◆ Exercise passage ◆
:::::
By the late summer of 1864, a century and a half ago, more than 100,000 African American soldiers were serving in the U.S. Civil War, providing a much-needed boost to Abraham Lincoln’s struggling Union forces. These proud soldiers, many of whom were former slaves, “had been to the armory of God,” said one black sergeant, “and had received weapons of the heart, that made them daring and dangerous foes.”
The Union’s newest enlistees fought courageously, but neither God nor their new employer had equipped them with the armor to fight an even more daunting enemy than the Confederacy: Disease.
According to The Library of Congress, an astonishing 29,000 of those 100,000 black soldiers died from disease during the Civil War. Or, nine times the number that would perish fighting.
Pneumonia, malaria, dysentery, small pox and typhoid fever were the primary culprits, and devastated many black units: One black infantry regiment lost 524 soldiers to disease in a single year, half of its overall numbers. As one lieutenant stationed in Louisiana wrote: “The mortality in our Regt. beats anything that I ever saw. They frequently drop dead in the streets.”
The Civil War was the greatest biological crisis of the 19th century. Unsanitary camps, unburied bodies and inadequate medical care contributed to the deaths of over 400,000 soldiers from disease. According to historian Glenn W. LaFantasie, author of Gettysburg Requiem (2006), “[d]isease and primitive medical knowledge were the Civil War soldier’s worst enemies. For every soldier killed in battle, two died of disease.”
A white doctor observed, ‘[V]ery few surgeons will do precisely for blacks as they would for whites.’
The camp conditions confronting the average soldier were appalling. For black soldiers, it was even worse. Those who became ill “died at a rate two and a half times higher than their white counterparts,” according to The Library of Congress.
:::::
◆ Set of tasks ◆
• 1. Answer these questions from the passage on Black Union soldiers and disease:
(a) According to The Library of Congress, how many of the 100,000 black soldiers died from disease?
(b) How many soldiers did one black infantry regiment lose to disease in a single year?
(c) According to Glenn W. LaFantasie, how many soldiers died of disease for every soldier killed in battle?
• 2. Duplicate the part of the passage on Black Union soldiers and disease that begins at the words "According to The Library of Congress, an" and stops after "would perish fighting.".

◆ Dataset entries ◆
:::::
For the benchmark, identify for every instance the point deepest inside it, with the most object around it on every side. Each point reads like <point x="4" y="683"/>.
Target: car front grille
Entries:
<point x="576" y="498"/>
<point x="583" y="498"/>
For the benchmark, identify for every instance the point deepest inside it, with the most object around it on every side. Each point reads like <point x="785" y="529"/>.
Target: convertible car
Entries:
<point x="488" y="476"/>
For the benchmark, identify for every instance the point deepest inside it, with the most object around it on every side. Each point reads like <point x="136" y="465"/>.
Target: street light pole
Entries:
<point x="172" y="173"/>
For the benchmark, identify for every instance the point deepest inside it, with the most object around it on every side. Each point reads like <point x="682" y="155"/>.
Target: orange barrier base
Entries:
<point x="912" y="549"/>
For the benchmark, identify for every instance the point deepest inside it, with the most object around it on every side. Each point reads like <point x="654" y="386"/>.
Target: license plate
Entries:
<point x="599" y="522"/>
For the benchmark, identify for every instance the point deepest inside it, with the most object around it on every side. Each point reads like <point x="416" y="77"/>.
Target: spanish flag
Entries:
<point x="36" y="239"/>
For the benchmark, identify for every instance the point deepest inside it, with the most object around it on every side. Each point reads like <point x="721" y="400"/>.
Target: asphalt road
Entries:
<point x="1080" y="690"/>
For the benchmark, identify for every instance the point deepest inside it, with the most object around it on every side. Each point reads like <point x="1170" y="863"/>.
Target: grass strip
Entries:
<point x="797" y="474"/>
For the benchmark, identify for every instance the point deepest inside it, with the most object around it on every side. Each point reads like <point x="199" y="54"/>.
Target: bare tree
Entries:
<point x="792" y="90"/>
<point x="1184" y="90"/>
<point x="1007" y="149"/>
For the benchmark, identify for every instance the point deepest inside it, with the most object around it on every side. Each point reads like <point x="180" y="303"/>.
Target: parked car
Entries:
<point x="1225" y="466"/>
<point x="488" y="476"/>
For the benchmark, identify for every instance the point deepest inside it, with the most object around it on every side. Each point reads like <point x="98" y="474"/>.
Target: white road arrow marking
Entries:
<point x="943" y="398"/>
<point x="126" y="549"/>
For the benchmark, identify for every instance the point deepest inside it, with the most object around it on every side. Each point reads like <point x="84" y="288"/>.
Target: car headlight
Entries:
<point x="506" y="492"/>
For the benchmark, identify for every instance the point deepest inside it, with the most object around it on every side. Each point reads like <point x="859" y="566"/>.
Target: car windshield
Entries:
:::::
◆ Solved problems ◆
• 1.
(a) 29,000
(b) 524
(c) Two

• 2.
According to The Library of Congress, an astonishing 29,000 of those 100,000 black soldiers died from disease during the Civil War. Or, nine times the number that would perish fighting.